■ Given request: Copy each line below exactly and leave the pictures out.

■ Records supplied:
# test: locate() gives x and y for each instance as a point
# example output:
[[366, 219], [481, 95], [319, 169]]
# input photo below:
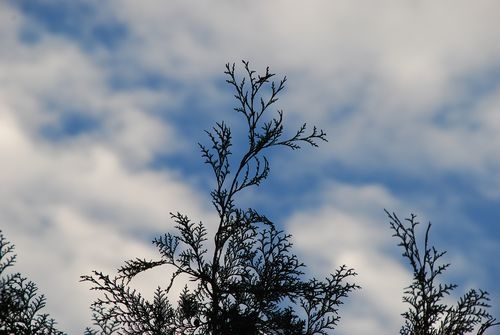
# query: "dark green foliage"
[[20, 304], [247, 281], [428, 314]]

■ Response to this task:
# test: locate() gives x and y for each instance as a point
# example output:
[[366, 219], [481, 95], [319, 169]]
# input photo below:
# query: "dark green foliage"
[[20, 304], [247, 281], [428, 314]]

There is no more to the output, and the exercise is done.